## start Records for the exercise
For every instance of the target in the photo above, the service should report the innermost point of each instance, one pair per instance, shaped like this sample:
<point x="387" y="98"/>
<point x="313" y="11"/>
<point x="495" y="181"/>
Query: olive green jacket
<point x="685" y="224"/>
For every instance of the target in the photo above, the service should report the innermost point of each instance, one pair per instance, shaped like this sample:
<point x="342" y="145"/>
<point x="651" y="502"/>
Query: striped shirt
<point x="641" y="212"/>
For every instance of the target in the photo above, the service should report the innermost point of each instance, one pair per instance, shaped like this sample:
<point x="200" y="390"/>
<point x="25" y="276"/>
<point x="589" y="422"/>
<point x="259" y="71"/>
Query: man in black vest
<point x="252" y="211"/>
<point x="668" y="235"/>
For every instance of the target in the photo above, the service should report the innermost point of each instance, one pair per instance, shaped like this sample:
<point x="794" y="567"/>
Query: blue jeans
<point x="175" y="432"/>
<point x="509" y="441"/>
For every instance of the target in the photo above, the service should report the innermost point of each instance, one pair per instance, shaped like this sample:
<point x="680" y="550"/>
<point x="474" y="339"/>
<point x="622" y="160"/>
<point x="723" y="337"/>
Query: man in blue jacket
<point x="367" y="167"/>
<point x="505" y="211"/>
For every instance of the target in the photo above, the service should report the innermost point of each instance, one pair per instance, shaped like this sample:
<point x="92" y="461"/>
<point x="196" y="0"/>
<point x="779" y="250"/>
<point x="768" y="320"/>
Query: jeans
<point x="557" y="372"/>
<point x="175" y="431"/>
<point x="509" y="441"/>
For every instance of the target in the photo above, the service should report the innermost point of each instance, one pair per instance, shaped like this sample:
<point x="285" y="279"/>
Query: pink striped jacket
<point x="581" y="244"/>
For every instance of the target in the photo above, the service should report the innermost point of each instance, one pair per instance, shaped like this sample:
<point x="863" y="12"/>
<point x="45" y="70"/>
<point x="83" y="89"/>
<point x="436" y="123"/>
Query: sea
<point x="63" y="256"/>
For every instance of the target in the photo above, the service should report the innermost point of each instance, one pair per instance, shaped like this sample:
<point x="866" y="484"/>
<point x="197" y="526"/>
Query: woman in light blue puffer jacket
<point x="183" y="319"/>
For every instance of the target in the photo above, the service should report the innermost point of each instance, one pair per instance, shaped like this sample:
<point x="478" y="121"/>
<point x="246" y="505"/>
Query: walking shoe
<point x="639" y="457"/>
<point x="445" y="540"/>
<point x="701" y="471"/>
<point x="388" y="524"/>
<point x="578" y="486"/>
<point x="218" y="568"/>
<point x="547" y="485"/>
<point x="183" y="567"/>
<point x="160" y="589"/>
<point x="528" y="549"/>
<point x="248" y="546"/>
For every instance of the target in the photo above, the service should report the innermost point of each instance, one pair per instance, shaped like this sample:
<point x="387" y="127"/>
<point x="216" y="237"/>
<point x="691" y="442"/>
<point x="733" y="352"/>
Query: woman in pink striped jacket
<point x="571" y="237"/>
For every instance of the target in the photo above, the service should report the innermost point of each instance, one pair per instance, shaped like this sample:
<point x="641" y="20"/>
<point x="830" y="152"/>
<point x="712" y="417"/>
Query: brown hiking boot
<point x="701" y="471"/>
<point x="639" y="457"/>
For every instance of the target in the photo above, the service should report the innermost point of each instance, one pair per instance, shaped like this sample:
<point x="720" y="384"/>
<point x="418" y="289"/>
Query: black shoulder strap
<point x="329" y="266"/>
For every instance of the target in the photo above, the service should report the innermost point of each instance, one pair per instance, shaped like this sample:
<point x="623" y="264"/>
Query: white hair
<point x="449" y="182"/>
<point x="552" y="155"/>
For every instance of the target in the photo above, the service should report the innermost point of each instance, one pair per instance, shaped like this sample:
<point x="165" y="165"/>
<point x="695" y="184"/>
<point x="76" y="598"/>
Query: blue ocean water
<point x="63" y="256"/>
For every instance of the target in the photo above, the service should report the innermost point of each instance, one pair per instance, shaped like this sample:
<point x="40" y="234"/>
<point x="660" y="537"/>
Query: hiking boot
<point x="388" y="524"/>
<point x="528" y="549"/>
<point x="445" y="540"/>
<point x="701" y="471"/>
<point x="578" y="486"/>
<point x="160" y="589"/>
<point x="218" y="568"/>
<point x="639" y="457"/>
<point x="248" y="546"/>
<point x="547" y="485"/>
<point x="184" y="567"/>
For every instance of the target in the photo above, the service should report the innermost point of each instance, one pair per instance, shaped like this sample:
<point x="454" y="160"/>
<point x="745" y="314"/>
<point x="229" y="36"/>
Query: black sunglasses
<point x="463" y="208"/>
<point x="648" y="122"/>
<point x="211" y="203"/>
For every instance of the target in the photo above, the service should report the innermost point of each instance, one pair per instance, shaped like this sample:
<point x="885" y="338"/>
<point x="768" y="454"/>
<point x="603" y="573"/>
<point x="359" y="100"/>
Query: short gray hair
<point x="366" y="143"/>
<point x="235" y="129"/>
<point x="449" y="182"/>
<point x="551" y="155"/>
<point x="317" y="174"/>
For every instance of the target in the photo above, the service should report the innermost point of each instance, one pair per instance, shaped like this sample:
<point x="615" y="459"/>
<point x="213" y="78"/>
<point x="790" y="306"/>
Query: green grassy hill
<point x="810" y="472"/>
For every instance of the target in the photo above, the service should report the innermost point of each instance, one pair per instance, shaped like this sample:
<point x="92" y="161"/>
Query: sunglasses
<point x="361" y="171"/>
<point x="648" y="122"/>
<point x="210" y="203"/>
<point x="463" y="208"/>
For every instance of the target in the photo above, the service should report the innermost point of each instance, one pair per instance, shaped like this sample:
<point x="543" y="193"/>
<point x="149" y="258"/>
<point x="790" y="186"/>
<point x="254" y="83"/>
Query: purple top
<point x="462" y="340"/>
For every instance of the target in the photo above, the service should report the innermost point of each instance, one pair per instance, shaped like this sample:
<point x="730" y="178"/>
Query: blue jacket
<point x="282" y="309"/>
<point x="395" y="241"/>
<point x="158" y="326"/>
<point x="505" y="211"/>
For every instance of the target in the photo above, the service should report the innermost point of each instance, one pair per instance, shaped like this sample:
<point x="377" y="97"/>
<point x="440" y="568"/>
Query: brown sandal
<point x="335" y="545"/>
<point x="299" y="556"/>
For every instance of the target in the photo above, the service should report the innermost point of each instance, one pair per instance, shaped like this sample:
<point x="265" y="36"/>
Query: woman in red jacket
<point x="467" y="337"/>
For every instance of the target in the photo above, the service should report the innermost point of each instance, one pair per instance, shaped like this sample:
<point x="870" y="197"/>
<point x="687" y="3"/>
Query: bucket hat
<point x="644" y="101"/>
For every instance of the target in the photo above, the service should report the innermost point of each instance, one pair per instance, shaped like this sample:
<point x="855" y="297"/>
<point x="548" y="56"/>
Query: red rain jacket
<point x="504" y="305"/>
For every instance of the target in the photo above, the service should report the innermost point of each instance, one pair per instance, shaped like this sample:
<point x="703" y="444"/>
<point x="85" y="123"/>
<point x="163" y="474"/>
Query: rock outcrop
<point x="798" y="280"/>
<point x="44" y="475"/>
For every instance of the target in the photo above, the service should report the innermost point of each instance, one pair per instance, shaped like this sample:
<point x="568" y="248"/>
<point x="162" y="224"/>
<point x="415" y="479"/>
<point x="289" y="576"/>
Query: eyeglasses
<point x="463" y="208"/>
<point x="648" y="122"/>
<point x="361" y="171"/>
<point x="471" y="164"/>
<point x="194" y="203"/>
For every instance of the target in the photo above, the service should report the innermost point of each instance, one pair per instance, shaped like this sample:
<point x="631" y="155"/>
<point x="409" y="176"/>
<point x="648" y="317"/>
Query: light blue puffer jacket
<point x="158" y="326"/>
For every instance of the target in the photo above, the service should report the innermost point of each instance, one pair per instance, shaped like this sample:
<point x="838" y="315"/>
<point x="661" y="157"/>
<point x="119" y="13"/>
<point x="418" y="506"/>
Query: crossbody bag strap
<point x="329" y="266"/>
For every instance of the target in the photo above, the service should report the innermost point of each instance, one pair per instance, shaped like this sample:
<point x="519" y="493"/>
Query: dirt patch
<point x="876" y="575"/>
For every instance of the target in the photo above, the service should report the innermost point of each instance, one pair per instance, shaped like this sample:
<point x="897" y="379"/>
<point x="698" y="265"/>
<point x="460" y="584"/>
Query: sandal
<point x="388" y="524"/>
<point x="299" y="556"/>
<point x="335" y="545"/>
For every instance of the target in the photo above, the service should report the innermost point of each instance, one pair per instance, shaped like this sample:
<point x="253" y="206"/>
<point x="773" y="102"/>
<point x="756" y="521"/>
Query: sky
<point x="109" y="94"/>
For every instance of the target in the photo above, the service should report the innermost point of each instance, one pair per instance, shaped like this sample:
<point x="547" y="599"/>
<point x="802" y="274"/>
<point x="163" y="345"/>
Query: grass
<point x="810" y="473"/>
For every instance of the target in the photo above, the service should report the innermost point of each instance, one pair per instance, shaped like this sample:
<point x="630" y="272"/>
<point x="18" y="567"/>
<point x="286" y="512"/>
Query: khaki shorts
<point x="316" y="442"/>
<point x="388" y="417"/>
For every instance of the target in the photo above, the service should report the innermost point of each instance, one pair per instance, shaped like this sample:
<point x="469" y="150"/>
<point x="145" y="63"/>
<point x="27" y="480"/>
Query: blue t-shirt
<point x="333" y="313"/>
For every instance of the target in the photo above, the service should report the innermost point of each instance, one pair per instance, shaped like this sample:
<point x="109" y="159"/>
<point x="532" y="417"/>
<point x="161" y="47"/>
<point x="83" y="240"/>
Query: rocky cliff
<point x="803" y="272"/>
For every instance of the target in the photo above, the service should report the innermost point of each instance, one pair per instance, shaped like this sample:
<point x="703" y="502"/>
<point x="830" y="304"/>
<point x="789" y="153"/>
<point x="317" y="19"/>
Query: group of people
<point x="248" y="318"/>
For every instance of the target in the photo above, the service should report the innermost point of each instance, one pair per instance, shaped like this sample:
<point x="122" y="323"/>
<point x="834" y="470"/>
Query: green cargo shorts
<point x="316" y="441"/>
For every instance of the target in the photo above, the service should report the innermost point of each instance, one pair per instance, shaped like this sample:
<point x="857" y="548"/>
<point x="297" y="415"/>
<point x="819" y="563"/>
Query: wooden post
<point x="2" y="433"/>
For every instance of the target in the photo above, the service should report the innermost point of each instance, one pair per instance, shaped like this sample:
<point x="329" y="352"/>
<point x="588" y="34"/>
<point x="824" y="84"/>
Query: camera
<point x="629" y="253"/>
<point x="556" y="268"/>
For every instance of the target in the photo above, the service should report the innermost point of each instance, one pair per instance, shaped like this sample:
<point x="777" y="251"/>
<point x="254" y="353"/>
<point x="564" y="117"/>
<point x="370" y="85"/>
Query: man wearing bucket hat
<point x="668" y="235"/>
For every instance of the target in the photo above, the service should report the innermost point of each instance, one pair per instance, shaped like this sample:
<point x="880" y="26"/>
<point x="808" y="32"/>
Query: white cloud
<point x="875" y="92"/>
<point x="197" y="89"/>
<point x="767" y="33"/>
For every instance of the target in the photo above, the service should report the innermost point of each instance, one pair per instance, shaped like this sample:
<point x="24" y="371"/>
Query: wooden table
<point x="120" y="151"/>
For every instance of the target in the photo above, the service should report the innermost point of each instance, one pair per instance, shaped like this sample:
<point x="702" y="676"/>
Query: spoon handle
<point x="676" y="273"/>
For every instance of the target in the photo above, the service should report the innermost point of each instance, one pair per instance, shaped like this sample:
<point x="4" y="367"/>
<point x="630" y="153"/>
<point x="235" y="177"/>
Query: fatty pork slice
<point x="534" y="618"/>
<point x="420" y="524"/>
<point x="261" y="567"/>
## end Records for the exercise
- [Objective] Copy every line from the data above that contains the word "pink".

- [Response to this exercise]
Query: pink striped jacket
Query: woman in pink striped jacket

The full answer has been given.